- [CONSIGNA]: Continúa la entrevista a Nicolás Aráoz a partir de la última oración del texto.

No hay forma de encasillar a Nicolás Aráoz, así que todo se resuelve amparándolo bajo el gran paraguas del quehacer cultural tucumano. Como el suyo es un discurso arraigado en la modestia, evita describirse como una figura del teatro, del audiovisual o de las letras. Y lo cierto es que Araóz dirige, actúa, escribe y hace muchas otras cosas ligadas, por ejemplo, a una puesta en escena. Y además entrelazó su vida con la docencia. Protagonista de la cultura es y del corazón de la cultura viene: su madre, Inés Aráoz, es una de las grandes poetas que ha dado esta tierra. Son demasiados los motivos que invitan a escucharlo.

- ¿Quién es Nicolás Araóz?

- No tengo idea… Sí puedo decir lo que hago. Soy director de teatro, hago audiovisuales también, soy docente… Creo que soy un buen amigo. Qué difícil es la pregunta, no sé qué contestarán los demás.

- Respondiste por el lado del hacer. ¿Te reconocés como un hacedor?

- Sí, totalmente. En mi vida se han ido presentando cosas que no me había imaginado nunca, como la docencia. Siendo muy chico me ofrecieron dar clases y me parecía lo contrario a lo que quería hacer. Es más, venía de portarme muy mal como alumno en el Gymnasium. Y la verdad es que fue descubrir que la docencia es un lugar muy importante para mí. Enseñé en todos los lugares que se te ocurran: primaria, secundaria, privado, público, en la Universidad, en espacios no formales, en el Taller La Lupa.

- Pero no te habías preparado para eso…

- Me preparé en la Universidad para ser actor y de repente estaba dirigiendo. Es que me fui a estudiar cine un año en Buenos Aires y todo ese plan actoral quedó en una valija, porque me interesó mirar las cosas desde otro lugar. Curiosamente, como en (el film) “La fiesta de Babette”, la vida me devolvió la posibilidad de actuar en espectáculos teatrales y en algunas películas y series. Eso fue un regalo. También pasa que siempre estoy predispuesto, me cuesta un montón decir que no.  Cuando me invitan siento que por algo está pasando eso.

- ¿Siempre funcionaron así tus cosas?

- En algún momento de la infancia me imaginaba actor de cine, pero también me imaginaba abogado, que era un oficio de mi familia, o psicólogo, carrera que estudié junto con Teatro cuando salí del colegio. En relación con el arte tengo la mirada de mi madre. Ella hizo mil cosas, pero la escritura siempre fue su centro. Por eso nunca le tuve miedo a eso de “¿con el arte de qué voy a vivir?”. Me pasó de tener clases de Teatro en el colegio con Chicho Bonilla y ahí me dije “esto es lo que quiero hacer”. Era algo que tenía cuerpo y de repente mi cuerpo entraba en esa propuesta que significaba el teatro.

- [FILAS EXTRAÍDAS]:
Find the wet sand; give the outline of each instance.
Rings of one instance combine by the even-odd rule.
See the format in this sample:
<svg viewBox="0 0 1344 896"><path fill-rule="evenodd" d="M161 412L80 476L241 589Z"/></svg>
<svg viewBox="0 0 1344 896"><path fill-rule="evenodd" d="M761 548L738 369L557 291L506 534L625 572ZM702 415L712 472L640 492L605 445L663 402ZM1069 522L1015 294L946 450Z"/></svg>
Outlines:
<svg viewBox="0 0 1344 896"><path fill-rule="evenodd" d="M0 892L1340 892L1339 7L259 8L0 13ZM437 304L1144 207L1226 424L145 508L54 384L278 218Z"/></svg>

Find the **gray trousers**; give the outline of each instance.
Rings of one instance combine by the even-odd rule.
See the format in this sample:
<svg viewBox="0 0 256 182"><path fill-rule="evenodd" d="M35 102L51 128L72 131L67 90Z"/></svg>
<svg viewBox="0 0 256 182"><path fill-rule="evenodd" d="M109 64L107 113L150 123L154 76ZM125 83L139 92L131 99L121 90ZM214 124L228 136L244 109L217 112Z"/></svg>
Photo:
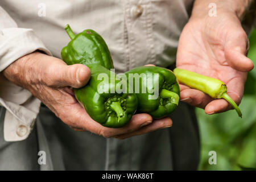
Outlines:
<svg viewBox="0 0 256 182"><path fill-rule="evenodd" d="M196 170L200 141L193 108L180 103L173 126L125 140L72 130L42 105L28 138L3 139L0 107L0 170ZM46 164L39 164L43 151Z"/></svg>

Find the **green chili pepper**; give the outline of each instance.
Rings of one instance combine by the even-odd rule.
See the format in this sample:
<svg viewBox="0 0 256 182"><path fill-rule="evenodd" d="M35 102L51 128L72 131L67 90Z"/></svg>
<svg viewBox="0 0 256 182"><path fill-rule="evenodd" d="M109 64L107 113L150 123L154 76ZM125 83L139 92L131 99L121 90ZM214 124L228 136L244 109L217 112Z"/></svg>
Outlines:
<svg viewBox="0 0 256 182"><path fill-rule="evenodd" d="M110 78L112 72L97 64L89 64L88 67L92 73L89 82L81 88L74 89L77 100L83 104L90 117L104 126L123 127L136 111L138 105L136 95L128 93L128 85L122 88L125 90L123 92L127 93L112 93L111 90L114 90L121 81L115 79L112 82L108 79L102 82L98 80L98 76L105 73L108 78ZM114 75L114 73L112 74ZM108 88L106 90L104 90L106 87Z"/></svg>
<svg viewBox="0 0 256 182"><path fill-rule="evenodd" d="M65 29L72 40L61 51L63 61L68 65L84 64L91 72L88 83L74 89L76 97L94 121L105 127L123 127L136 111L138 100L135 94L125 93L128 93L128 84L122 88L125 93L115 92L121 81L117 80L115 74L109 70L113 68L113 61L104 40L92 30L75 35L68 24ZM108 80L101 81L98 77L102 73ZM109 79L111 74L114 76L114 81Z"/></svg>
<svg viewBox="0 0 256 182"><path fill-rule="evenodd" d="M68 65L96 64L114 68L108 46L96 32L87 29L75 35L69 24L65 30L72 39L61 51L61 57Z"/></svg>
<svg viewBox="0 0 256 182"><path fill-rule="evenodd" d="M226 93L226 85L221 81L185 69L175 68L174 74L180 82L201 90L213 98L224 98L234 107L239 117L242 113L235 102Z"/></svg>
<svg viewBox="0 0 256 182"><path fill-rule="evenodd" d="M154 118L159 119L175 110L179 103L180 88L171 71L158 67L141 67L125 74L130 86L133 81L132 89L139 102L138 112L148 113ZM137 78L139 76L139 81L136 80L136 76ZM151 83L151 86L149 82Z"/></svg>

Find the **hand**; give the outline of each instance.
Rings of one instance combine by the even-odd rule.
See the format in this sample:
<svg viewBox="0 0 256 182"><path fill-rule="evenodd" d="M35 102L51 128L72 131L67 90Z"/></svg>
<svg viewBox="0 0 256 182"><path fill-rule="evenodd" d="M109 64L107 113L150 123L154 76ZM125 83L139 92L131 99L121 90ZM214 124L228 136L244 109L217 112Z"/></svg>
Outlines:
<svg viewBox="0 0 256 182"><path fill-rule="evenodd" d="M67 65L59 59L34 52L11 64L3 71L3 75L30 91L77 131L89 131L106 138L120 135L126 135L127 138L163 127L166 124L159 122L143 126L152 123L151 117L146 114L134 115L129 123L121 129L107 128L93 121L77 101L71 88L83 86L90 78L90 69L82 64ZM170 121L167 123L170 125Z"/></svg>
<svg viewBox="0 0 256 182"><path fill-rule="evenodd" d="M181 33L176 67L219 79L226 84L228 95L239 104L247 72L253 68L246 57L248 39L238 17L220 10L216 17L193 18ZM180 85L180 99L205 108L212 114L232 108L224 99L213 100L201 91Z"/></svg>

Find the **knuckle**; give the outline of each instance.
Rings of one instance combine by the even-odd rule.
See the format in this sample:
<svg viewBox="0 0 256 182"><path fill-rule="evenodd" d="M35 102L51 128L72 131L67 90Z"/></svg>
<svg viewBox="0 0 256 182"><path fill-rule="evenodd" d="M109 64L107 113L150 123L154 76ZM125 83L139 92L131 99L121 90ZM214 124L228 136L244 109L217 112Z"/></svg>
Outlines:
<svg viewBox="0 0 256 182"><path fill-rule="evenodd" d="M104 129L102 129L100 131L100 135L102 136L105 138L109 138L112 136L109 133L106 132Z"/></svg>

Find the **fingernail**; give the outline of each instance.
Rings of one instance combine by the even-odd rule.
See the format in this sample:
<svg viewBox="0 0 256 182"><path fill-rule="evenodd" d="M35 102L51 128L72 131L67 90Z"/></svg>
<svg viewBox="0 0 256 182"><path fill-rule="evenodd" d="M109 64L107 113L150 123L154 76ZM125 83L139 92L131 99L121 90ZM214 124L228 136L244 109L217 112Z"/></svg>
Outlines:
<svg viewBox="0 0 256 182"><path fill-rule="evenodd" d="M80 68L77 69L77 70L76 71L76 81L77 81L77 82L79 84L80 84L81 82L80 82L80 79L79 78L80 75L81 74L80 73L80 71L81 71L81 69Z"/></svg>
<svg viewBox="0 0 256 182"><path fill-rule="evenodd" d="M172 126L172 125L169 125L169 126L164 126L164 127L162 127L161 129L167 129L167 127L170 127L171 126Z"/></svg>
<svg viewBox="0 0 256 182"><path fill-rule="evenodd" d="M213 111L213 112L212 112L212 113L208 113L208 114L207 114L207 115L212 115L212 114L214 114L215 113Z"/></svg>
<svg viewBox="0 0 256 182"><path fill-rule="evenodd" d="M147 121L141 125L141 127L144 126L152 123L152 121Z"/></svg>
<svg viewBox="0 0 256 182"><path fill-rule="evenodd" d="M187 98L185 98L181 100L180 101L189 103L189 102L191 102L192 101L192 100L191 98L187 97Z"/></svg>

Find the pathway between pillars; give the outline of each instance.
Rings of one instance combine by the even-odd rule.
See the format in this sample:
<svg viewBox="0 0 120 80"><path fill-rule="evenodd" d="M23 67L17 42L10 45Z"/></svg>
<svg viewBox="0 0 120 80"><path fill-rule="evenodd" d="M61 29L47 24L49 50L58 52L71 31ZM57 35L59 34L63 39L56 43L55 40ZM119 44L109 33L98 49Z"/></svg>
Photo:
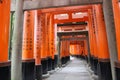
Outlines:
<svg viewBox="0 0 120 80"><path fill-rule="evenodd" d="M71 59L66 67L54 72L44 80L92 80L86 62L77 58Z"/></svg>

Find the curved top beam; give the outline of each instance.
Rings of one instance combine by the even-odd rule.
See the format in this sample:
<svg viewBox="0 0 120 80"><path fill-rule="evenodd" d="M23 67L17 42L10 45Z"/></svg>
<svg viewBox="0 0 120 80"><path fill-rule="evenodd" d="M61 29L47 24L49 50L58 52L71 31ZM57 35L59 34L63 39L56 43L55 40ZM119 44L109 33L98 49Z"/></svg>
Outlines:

- [RESULTADO DEL EJERCICIO]:
NICOLAS ARAOZ

- Te tocó transitar los años de la posdictadura. ¿Cómo fue esa etapa?

- Pienso en lo buenísimo de la vuelta a la democracia y en haber vivido esos años en un colegio como el Gymnasium, que ha tenido muchos desaparecidos. Tuve conciencia de eso siendo muy chico. De los 90 recuerdo aquella historia de no meterse en política. Creo que siempre estuve parado en un lugar claro, pero no siento que haya un trabajo mío que tuviera un texto politizado. Creo que la nuestra es una generación que ha sufrido el no te metás, el no opinés, el esquivá ciertas preguntas.

- ¿Y cómo te llevás con eso?

- He ido abriendo mis puertas a todo lo que llegaba. Muchos años después puedo analizarlo como parte de esa generación y no lo he vivido como si me faltara algo.

- ¿Cómo te relacionás con el trabajo?

- En casi todo he entrado de alguna mano amiga. Por lo general me llaman. Pienso en el ejemplo de “Los dueños”, con Boby (Toscano) y Ezequiel (Radusky) diciéndome “queremos que actués en la película”. Yo les dije: “mientras no aparezca en cuero, todo bien”. Bueno, después aparecí un poco en cuero. Mi amigo Nico Iriarte dice que la calificación que tiene la película subió de 13 a 16 años debido a la pasada mía en toalla (risas). Como Homero Simpson. Bueno, es así, siempre he sido invitado, ya sea por referencias de amistades o por mis trabajos previos. También por eso siempre me cuesta decir que no.

- ¿Tenés un sistema, alguna fórmula más allá del género o de la plataforma en la que te toque estar?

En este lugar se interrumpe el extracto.